# EXERCISE
Return the records word for word. Any pictures in them are not part of the copy.

===

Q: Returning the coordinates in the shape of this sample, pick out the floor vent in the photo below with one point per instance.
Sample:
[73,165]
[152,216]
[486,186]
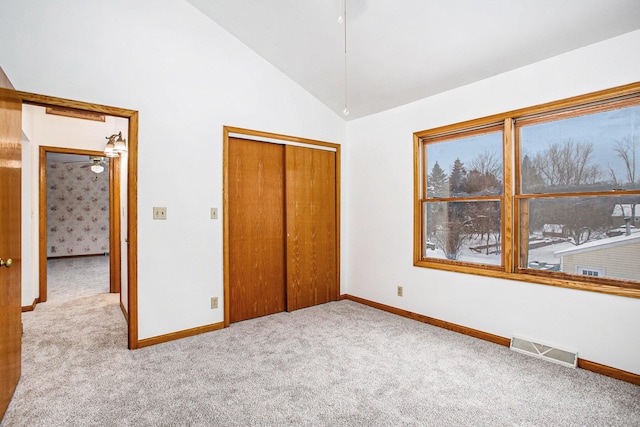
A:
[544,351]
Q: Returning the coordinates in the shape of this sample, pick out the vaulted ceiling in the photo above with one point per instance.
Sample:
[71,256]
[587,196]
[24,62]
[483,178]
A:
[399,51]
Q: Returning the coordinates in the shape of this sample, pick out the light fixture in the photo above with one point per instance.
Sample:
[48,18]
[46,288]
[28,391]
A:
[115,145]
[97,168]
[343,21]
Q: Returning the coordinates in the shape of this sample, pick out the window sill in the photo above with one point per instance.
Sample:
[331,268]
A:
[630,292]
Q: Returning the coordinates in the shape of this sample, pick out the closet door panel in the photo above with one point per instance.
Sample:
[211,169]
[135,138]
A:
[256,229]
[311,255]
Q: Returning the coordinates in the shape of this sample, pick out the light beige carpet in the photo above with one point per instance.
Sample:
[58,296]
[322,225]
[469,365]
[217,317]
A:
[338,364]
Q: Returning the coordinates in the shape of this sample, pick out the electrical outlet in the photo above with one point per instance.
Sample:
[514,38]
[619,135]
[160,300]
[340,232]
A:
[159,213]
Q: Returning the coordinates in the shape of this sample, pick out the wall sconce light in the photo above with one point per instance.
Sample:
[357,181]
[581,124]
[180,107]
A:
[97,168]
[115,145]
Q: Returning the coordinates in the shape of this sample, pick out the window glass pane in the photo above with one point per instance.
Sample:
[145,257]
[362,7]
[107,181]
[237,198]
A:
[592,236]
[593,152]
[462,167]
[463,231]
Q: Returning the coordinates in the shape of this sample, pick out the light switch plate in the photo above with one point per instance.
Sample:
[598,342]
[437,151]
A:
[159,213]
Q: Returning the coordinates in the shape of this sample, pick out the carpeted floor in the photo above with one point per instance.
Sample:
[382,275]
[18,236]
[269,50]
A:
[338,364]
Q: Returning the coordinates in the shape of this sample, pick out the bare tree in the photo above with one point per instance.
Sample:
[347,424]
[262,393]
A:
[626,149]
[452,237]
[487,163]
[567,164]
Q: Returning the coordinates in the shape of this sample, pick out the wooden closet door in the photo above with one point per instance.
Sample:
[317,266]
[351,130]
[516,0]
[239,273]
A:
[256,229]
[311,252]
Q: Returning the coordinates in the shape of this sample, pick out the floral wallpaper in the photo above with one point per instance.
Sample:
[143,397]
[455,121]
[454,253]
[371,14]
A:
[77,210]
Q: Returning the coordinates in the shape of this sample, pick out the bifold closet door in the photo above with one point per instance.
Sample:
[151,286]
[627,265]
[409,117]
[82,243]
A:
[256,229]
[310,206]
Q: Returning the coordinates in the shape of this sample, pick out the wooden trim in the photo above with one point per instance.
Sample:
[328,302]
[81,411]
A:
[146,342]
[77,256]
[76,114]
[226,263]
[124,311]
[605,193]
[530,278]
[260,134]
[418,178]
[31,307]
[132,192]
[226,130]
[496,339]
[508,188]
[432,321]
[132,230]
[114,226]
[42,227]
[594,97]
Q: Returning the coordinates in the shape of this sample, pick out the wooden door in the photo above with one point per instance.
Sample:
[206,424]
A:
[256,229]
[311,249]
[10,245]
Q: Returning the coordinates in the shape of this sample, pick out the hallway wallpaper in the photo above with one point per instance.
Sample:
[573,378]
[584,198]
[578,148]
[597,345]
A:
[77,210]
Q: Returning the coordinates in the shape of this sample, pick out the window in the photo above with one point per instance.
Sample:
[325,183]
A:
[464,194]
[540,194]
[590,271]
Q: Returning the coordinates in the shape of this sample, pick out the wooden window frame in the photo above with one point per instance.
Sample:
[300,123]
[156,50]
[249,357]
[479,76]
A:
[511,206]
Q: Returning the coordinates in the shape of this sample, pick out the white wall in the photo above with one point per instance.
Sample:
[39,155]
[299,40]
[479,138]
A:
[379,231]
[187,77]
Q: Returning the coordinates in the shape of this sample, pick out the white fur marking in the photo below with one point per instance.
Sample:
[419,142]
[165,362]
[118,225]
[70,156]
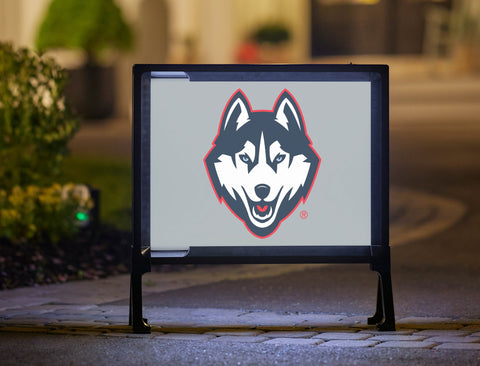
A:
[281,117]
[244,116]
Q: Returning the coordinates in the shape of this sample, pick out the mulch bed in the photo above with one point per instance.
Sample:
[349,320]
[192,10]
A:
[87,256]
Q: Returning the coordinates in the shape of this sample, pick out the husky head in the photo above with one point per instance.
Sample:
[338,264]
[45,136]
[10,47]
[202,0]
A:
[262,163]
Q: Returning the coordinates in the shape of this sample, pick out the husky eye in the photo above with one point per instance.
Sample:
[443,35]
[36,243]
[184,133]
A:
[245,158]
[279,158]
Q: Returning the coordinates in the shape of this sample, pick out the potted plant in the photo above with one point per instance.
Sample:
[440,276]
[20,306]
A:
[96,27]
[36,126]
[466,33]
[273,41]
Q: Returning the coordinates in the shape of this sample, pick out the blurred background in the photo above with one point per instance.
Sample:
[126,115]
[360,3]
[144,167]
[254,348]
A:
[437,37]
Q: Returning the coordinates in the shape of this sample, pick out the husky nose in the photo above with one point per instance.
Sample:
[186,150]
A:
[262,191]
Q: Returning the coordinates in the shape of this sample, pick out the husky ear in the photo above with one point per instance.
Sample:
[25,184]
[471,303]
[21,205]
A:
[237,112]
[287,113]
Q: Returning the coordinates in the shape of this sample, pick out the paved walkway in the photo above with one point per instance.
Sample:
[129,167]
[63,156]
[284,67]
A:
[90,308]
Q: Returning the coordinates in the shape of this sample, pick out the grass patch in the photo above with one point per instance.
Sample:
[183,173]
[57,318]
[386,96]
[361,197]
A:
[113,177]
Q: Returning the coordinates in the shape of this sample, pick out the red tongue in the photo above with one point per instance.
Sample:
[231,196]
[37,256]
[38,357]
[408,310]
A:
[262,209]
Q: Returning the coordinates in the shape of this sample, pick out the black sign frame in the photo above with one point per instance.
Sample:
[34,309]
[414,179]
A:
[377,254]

===

# SOLVED EXERCISE
Q: Returning the coordinates in the shape of this sample, pick out the floor vent in the photo below with one point per instance.
Sample:
[73,165]
[152,216]
[486,186]
A:
[544,351]
Q: Returning the coordinates in the shape of this sample, pick out the vaulted ceiling in the photo above with one point per instance.
Sample:
[71,256]
[587,196]
[24,62]
[483,178]
A:
[399,51]
Q: Returning the coordinates in the shape of this sample, pick out the light fixture in the photo above with one point per instance.
Sample:
[48,18]
[46,288]
[28,391]
A:
[115,145]
[97,168]
[343,21]
Q: Returning the coordinates in the shape of this sample, pick out the window sill in the photo above with one point per instance.
Sample:
[331,268]
A:
[630,292]
Q: Returning the coordinates in the shape of this sample, pick out the closet door panel in the photo above with one point per instance.
Sample:
[211,169]
[135,138]
A:
[256,229]
[311,255]
Q: Returning the coordinates in the shape of this sample, pick out the light beige carpet in the photo above with one point per instance.
Sample:
[58,296]
[322,225]
[469,365]
[217,317]
A:
[338,364]
Q: Returning the coordinates in the shape of this sample, pick out the electrical outlet in the photo above with one point per instance.
Sample:
[514,38]
[619,135]
[160,300]
[340,232]
A:
[159,213]
Q: Returning the coordinates in the shape of this sample, pick out the wall sconce light in the photo above with one point per instance.
Sample:
[357,181]
[581,124]
[180,107]
A:
[97,168]
[115,145]
Q: Returning the coordinates in the shape of this sample, pick out the window glass pane in the photo above with one point per instance.
Sample:
[145,257]
[362,7]
[107,181]
[237,198]
A:
[592,236]
[593,152]
[462,167]
[463,231]
Q: Returning the coordinates in the shape of this sample, pick out the light switch plate in the photo above with one point per instance.
Sample:
[598,342]
[437,151]
A:
[159,213]
Q: Returning the coordinates in the shape of this sample, pick out the carpeted floor in the photo above with one point per instance.
Sample:
[382,275]
[18,236]
[269,50]
A:
[338,364]
Q: Returning the coordinates in the shape of this sample, pick out the bare tree in the photo above with one point per instance.
Sample:
[347,424]
[262,393]
A:
[626,149]
[452,237]
[487,163]
[567,164]
Q: Returning the coordinates in the shape of this sample, pick out the wooden closet door in the photo above with one point per instance.
Sample:
[317,266]
[351,130]
[516,0]
[239,273]
A:
[256,229]
[311,252]
Q: Returning the coordinates in the shape of this sample, pick out the floral wallpaper in the photo above with one point per instance.
Sample:
[143,397]
[455,121]
[454,253]
[371,14]
A:
[77,210]
Q: Returning the coordinates in the shape of this sample, pick out the bifold closet door in the photo above with one point per instance.
Sample:
[151,286]
[627,265]
[409,117]
[82,243]
A:
[256,229]
[310,206]
Q: Returning the coordinates in the shape of this sample, pick out the wooden trim in the photo above with one point per instance.
Sample:
[328,302]
[81,411]
A:
[146,342]
[77,256]
[76,114]
[226,263]
[124,311]
[605,193]
[530,278]
[260,134]
[418,178]
[31,307]
[132,192]
[226,130]
[496,339]
[508,188]
[432,321]
[132,230]
[114,226]
[42,227]
[594,97]
Q: Returning the coordinates in the shape of this sample, pick out the wooden door in the photo above with one point per instance.
Sample:
[206,424]
A:
[256,229]
[311,249]
[10,245]
Q: Returning the coordinates in the shape of this sample, pick out the hallway wallpaper in the photo above with one point per instance.
Sample:
[573,378]
[584,198]
[578,148]
[597,345]
A:
[77,210]
Q: Returning the coordinates in the shape of this sample, pick out the window in the photo above with one point per instance.
Sample:
[325,183]
A:
[464,194]
[540,194]
[590,271]
Q: Returning the coordinates in the shape of this sample, pick out the wooden window frame in the photo above with one point per instance.
Sample:
[300,123]
[156,50]
[249,357]
[479,76]
A:
[511,206]
Q: Returning the coordinates in the shape of this sample, pick out the white wall in the photo above with one point per instance.
Sample:
[39,155]
[299,40]
[479,138]
A:
[379,231]
[187,77]
Q: Returning the coordinates in the shape of this sample, pick out the white fur marking in the photo below with one point per instance.
Sample:
[419,142]
[165,362]
[118,225]
[70,156]
A:
[281,117]
[244,116]
Q: Returning the coordinates in the shape of this sample, pick out the mulch bed in the photo above with one point per instance.
Sample:
[349,320]
[192,10]
A:
[87,256]
Q: Returning the coordinates in the shape of this sample, pick out the husky head in the photo above with one point per instance.
Sample:
[338,264]
[45,136]
[10,47]
[202,0]
A:
[262,163]
Q: Returning the coordinates in the shape of this sample, pick out the husky eye in the photo above with one point per instance.
Sample:
[443,35]
[36,243]
[184,133]
A:
[245,158]
[279,158]
Q: Returning the coordinates in the shape of this sample, pick out the potted plant in the photo above with one point per instance.
Sample:
[440,276]
[20,306]
A:
[96,27]
[36,126]
[466,33]
[273,41]
Q: Returning the coordinates in the shape of this sample, pick out the blurred background in the photo above with one point per instance.
Sample:
[126,115]
[360,3]
[144,167]
[254,348]
A:
[437,37]
Q: Returning the coordinates in the shape of this sample, pick out the husky nose in the photo above with one point per instance.
Sample:
[186,150]
A:
[262,191]
Q: Returning the coordinates in the shape of this sample, pick out the husky ear in the photo above with one point per instance.
Sample:
[25,184]
[471,303]
[21,205]
A:
[237,112]
[287,113]
Q: Returning the coordinates in the shape of this sample, pick out the paved walkway in the photo above with one point per instance.
Sample:
[129,167]
[63,156]
[284,67]
A:
[90,308]
Q: Returning the coordinates in the shape of this sample, pick out the grass patch in the photo above with one point per instance.
Sample:
[183,173]
[57,318]
[386,96]
[361,197]
A:
[113,177]
Q: Returning the coordinates in the shape of this sample, pick out the red tongue in the photo above with one point per instance.
Sample:
[231,196]
[37,256]
[38,357]
[408,310]
A:
[262,209]
Q: Returning the coordinates in the shape of this sample, pick out the black sign frame in the photo above with one point per instance.
Sample:
[34,309]
[414,179]
A:
[377,254]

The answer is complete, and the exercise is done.